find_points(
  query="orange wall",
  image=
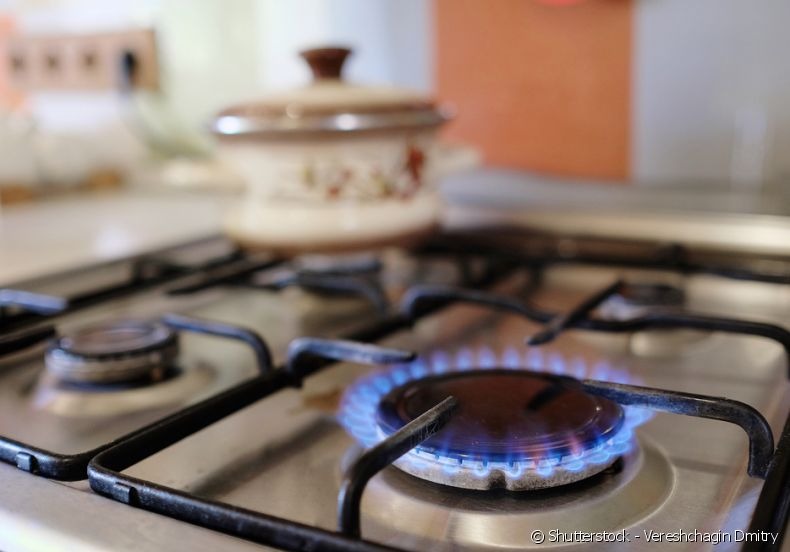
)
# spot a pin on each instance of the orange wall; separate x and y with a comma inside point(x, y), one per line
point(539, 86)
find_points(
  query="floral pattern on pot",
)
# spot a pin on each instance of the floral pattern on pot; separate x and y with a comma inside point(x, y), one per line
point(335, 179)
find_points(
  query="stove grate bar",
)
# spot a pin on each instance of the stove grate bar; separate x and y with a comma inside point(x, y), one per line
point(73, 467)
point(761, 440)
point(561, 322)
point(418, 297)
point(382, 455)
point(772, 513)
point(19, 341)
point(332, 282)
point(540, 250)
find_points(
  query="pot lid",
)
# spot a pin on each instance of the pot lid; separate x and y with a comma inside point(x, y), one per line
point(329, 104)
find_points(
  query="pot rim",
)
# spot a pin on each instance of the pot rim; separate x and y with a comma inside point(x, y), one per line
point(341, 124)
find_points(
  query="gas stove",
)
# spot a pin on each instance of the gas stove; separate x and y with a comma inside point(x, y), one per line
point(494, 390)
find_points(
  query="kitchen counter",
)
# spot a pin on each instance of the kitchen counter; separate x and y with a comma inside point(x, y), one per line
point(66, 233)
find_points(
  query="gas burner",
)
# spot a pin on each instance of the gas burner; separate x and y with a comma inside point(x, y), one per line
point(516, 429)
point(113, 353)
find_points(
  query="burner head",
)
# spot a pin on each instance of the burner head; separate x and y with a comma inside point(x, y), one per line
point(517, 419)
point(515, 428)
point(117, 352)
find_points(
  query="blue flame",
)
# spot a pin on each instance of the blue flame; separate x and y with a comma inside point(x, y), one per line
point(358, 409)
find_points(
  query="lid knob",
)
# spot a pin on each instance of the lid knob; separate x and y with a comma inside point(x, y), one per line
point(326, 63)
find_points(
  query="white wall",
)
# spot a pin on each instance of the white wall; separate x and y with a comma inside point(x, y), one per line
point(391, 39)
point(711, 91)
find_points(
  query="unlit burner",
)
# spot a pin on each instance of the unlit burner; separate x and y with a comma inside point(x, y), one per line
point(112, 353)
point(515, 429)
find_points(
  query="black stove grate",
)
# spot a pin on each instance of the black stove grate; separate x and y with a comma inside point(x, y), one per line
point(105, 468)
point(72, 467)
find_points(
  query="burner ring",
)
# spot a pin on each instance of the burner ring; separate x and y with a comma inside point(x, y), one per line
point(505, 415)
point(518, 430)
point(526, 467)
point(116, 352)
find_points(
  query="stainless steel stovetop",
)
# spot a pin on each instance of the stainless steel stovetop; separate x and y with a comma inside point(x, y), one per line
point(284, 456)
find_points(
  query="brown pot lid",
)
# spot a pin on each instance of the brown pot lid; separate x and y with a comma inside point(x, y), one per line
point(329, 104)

══════

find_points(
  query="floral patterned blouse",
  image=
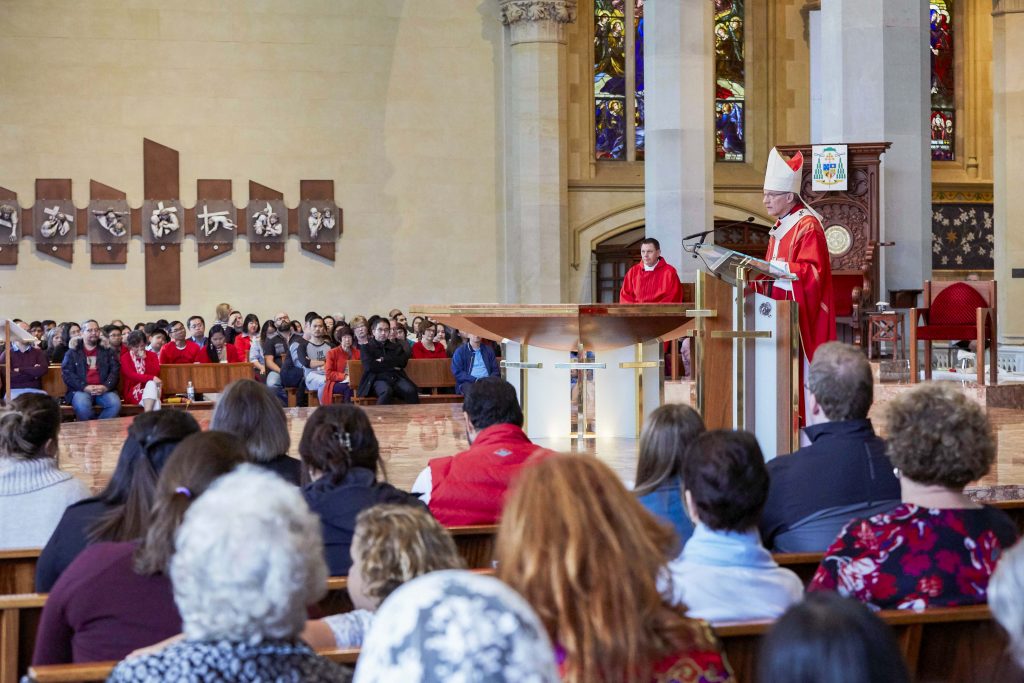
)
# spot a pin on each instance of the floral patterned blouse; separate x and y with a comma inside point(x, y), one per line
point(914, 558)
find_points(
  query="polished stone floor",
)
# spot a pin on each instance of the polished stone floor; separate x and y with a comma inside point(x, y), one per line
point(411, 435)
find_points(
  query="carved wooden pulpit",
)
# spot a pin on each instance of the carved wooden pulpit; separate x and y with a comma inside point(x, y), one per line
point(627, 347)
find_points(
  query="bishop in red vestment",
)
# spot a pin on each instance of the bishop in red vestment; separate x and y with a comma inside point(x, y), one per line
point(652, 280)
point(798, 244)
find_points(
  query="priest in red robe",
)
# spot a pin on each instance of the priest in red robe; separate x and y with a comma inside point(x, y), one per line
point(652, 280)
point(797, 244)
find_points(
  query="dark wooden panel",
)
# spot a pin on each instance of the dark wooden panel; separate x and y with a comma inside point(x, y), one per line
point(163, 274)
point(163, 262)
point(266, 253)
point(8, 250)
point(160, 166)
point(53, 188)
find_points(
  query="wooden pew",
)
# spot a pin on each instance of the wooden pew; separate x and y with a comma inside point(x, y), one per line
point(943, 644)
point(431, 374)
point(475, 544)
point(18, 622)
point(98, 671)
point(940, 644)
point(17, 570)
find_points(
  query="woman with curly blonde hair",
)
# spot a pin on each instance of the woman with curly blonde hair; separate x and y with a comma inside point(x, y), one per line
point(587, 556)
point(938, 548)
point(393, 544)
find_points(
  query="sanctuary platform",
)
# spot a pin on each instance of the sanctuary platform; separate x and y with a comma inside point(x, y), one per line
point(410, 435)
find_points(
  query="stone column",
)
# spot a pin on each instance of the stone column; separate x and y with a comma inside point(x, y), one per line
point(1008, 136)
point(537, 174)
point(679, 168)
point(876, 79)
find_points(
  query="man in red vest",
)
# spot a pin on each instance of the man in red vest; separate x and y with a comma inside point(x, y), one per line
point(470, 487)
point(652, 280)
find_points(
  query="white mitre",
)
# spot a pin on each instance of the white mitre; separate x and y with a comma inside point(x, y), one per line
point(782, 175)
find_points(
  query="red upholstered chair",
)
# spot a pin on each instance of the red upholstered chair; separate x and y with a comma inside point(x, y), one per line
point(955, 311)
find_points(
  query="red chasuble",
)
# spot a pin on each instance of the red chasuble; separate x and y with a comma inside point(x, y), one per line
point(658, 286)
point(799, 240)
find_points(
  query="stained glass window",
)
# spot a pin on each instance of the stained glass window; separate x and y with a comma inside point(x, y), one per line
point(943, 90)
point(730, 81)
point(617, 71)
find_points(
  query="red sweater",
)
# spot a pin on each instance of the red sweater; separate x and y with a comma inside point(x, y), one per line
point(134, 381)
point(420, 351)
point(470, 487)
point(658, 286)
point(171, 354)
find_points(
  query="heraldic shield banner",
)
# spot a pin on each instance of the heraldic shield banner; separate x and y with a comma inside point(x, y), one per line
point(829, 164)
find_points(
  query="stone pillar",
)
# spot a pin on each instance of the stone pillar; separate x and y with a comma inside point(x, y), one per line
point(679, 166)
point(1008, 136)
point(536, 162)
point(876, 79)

══════

Collect every line of the records that holds the string "carved", and copy each such line. Case counts.

  query="carved wooden pulpit",
# spot a pin on each instance of the carved wooden pulpit; separate x and y with a comma inside point(x, y), one per line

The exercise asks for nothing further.